§ **CONSIGNE ÉCRITE 1**:
D'après l'extrait ci-dessous, que répondriez-vous à ces questions ?
(a) De quel croisement Bill est-il issu ?
(b) À quel âge la dame est-elle partie ?
(c) Quelle chanson des Beatles le transistor scandait-il juste avant la mort du président Kennedy ?
§ **CONSIGNE ÉCRITE 2**: Pouvez-vous reproduire fidèlement le passage de l'extrait ci-dessous qui va de « Bill est un » à « dans la télé. » ?

§ **EXTRAIT PRÉSENTÉ**:

┌────────

Bill est un labrador mâtiné de golden retriever. Un vénérable chien qui aurait perdu le sens de ses lointaines origines, quelque part là-haut dans les Highlands. Plutôt tout en haut, bien au-delà de Fort William, passé le Loch Ness où le spectre d'un animal devenu légendaire nage entre les eaux du présent et de l'imaginaire, avec le fantôme de Rebecca. Serait-ce l'effet du toast porté avec l'étrange conscience du moment? Le gars seul devant sa télé, qui pourtant n'aurait aperçu, et encore, que de très loin, la Reine de l'Empire britannique lors d'une cérémonie à Ypres - en hommage aux soldats tombés sur les Flanders Fields - eut l'impression que le Last Post, joué chaque soir à la Porte de Menin, résonnait dans la télé.

C'est que la dame partie à 96 ans lui apparaissait, à la longue, comme un tableau accroché dans un couloir sombre de la maison. On passe devant sans regarder mais l'image est dans votre tête. Puis le tableau sort de la scène et au puzzle de l'ordre des choses et des gens manque soudain un morceau. Quand il a ressenti cette impression de manque pour la première fois c'était à la mort du président Kennedy, en 1963. Le transistor, juste avant, scandait le "Love me do" des Beatles.L'un d'eux deviendrait Sir Paul McCartney. Vinrent les années du Swinging London, les courses de motos à Mallory Park, des soirs de Noël dans les brumes du Sussex, des plum puddings et des bières sans mousse, avec ces tapes dans le dos et d'autres chansons qui sonnent en sourdine.

└────────

§ **DONNÉES FOURNIES**:
┌────────

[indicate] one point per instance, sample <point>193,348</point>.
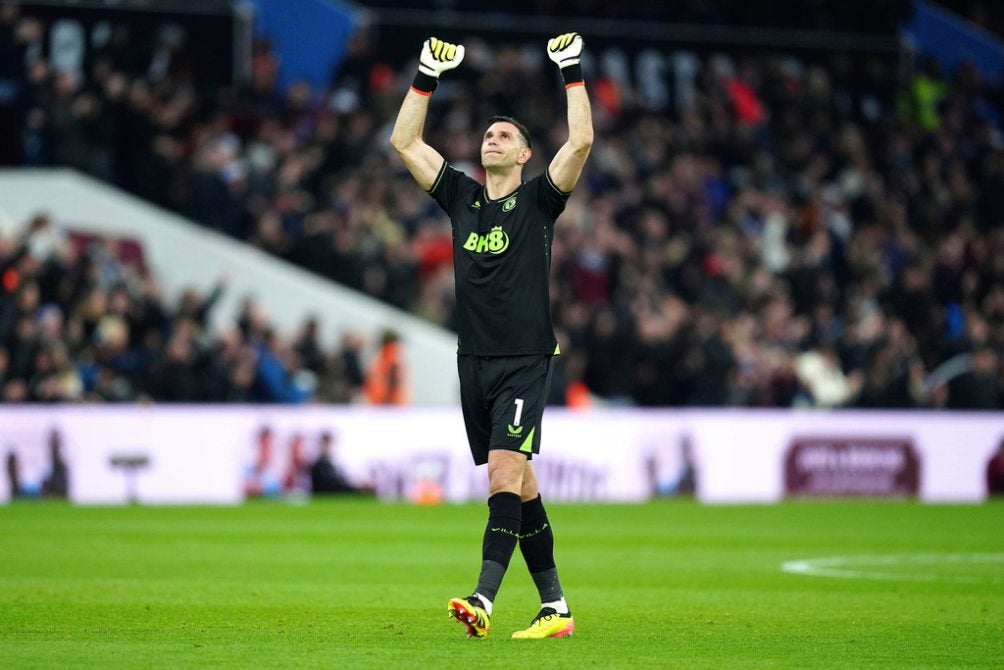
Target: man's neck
<point>499,185</point>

└────────

§ **RÉPONSE ATTENDUE 1**:
(a) D'un labrador mâtiné de golden retriever.
(b) À 96 ans.
(c) « Love me do ».

§ **RÉPONSE ATTENDUE 2**:
Bill est un labrador mâtiné de golden retriever. Un vénérable chien qui aurait perdu le sens de ses lointaines origines, quelque part là-haut dans les Highlands. Plutôt tout en haut, bien au-delà de Fort William, passé le Loch Ness où le spectre d'un animal devenu légendaire nage entre les eaux du présent et de l'imaginaire, avec le fantôme de Rebecca. Serait-ce l'effet du toast porté avec l'étrange conscience du moment? Le gars seul devant sa télé, qui pourtant n'aurait aperçu, et encore, que de très loin, la Reine de l'Empire britannique lors d'une cérémonie à Ypres - en hommage aux soldats tombés sur les Flanders Fields - eut l'impression que le Last Post, joué chaque soir à la Porte de Menin, résonnait dans la télé.